Aim of the task
Repeat the material in full. Keep every line exactly as it is.

Given records
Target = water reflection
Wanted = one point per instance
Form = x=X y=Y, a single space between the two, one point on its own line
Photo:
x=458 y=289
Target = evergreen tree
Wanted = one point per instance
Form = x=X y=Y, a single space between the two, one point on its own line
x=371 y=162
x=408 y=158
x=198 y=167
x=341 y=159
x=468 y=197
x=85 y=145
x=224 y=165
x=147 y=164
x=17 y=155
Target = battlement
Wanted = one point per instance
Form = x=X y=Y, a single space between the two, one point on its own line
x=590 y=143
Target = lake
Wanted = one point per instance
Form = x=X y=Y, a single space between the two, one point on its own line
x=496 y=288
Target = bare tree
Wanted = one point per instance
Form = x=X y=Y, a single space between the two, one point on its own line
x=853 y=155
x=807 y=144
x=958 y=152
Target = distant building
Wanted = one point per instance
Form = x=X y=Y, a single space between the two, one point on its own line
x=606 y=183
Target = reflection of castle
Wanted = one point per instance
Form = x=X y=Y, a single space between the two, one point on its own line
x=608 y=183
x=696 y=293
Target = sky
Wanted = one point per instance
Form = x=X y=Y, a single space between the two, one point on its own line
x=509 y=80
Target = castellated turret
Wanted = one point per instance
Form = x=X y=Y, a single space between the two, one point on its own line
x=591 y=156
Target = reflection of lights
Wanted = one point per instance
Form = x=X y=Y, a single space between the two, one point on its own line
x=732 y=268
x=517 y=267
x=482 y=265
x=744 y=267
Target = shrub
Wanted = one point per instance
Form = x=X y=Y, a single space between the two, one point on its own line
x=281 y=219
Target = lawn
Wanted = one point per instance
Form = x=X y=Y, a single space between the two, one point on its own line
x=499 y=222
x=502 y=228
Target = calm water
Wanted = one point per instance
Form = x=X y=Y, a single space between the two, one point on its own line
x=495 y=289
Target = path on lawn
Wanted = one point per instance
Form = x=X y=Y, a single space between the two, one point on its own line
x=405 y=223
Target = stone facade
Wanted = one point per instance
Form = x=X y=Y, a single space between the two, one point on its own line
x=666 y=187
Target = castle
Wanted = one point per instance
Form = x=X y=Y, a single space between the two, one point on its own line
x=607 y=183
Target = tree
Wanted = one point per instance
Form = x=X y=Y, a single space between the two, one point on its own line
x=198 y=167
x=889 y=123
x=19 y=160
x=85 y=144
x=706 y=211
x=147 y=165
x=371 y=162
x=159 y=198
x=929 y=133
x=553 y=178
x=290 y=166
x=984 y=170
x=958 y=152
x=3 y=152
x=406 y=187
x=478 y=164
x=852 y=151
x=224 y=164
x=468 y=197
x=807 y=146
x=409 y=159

Correct result
Target = water reflection
Wanted = one point per instance
Form = x=X y=Y, a single space between the two, one point on its own line
Photo:
x=458 y=289
Target = evergreen tree
Wanted = one point per instance
Form = x=X y=Y, a single space between the two, one point on its own line
x=371 y=162
x=408 y=158
x=198 y=167
x=341 y=159
x=468 y=197
x=85 y=145
x=224 y=165
x=147 y=164
x=17 y=155
Target = battlement
Wanted = one point per instance
Form = x=X y=Y, a single space between the two, one point on its own line
x=590 y=143
Target = lake
Wanted = one point per instance
Form = x=X y=Y, a single space between the two, one point on its own line
x=496 y=288
Target = bare tree
Wanted = one point per instance
Form = x=X y=Y, a single space between the two, one point on its own line
x=853 y=155
x=807 y=144
x=958 y=152
Target = distant building
Wanted = one point per instance
Form = x=X y=Y, a single space between the two, one point on its own line
x=606 y=183
Target = reflection of castle
Wanted = one point per instance
Form = x=X y=Y, a single space between the two, one point on its own line
x=608 y=183
x=696 y=293
Target = sky
Wanted = one point per instance
Form = x=X y=Y, a single space between the two, one point on its own line
x=509 y=80
Target = castellated turret
Wanted = one point per instance
Form = x=X y=Y, a single space between the two, one point on its own line
x=591 y=156
Target = reflection of lights
Wanted = one point per instance
Form = x=X y=Y, a single space between the two, one point on its own line
x=732 y=268
x=517 y=267
x=482 y=265
x=744 y=267
Target = shrub
Wanted = one point per instance
Form = x=X y=Y, a single space between the two, one point on its own line
x=281 y=219
Target = lawn
Wanted = one point per instance
Form = x=X y=Y, a single space between the two, one point on its own line
x=499 y=222
x=502 y=228
Target = calm water
Wanted = one point per instance
Form = x=X y=Y, a single space between the two, one point on its own line
x=495 y=289
Target = path on lawn
Wanted = one point per instance
Form = x=X y=Y, a single space between the two, one point on its own line
x=405 y=223
Target = stone facade
Wanted = one point per instance
Form = x=X y=Y, a single space between the two, one point on its own line
x=666 y=187
Target = castle
Wanted = one point per instance
Form = x=X y=Y, a single space between the two, one point on its own line
x=607 y=183
Target = tree
Wanted = one point per instance
Form = x=X y=Y, a single space between the two, one point on its own line
x=198 y=167
x=889 y=123
x=19 y=160
x=85 y=144
x=706 y=211
x=147 y=165
x=371 y=162
x=159 y=198
x=929 y=133
x=553 y=178
x=290 y=166
x=984 y=170
x=958 y=152
x=3 y=152
x=406 y=187
x=478 y=164
x=852 y=151
x=224 y=164
x=468 y=197
x=807 y=146
x=409 y=159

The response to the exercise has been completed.